-- Short problem 1 --
Pull out every line of the records that follow the article on Federal Reserve policy and the housing bubble, and reproduce each one word for word. Leave the pictures out.

-- Excerpted passage --
--------------------

Federal reserve policy and the housing bubble.

AuthorWhite, Lawrence H.

The U.S. housing bubble and the fallout from its bursting are not the results of a laissez-faire monetary and financial system. They happened in an unanchored government fiat monetary system with a restricted financial system.

What Happened and Why?

Our current financial turmoil began with unusual monetary policy moves by the Federal Reserve System and novel federal regulatory interventions. These poorly chosen public policies distorted interest rates and asset prices, diverted loanable funds into the wrong investments, and twisted normally robust financial institutions into unsustainable positions. There is no doubt that private miscalculation and imprudence have made matters worse for more than a few institutions. Such mistakes help to explain which particular firms have run into the most trouble. But to explain industry-wide errors we need to identify price and incentive distortions capable of having industry-wide effects.

Here I will make two main points. First, the Federal Reserve's expansionary monetary policy supplied the means for unsustainable housing prices and unsustainable mortgage financing. Elsewhere (White 2008) I have discussed the growth in regulatory mandates and subsidies that exaggerated the demand for riskier mortgages, most importantly the implicit guarantees to Fannie Mae and Freddie Mac that combined with HUD's imposition of "affordable housing" mandates on Fannie and Freddie to accelerate the creation of a market for securitized subprime mortgages. (1) Second, the Federal Reserve has undertaken self-initiated new lending roles that constitute a shadow bailout program more than twice the size of the Treasury's $700 billion bailout program. There is unfortunately little evidence that the Fed's new lending has helped to resolve our financial problems, rather than to delay their resolution.

--------------------

-- Material for the task --
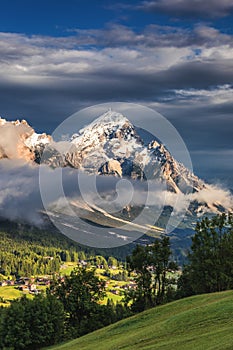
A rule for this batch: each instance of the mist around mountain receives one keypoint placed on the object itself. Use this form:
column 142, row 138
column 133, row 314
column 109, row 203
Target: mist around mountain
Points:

--------------------

-- Short problem 2 --
From the Federal Reserve article, copy verbatim the stretch that opens with the words containing "The U.S. housing" and closes with "Happened and Why?".

-- Written response 1 --
A rule for this batch: each instance of the mist around mountain receives one keypoint placed on the object itself. Use this form:
column 142, row 138
column 133, row 314
column 109, row 203
Target: mist around mountain
Points:

-- Written response 2 --
The U.S. housing bubble and the fallout from its bursting are not the results of a laissez-faire monetary and financial system. They happened in an unanchored government fiat monetary system with a restricted financial system.

What Happened and Why?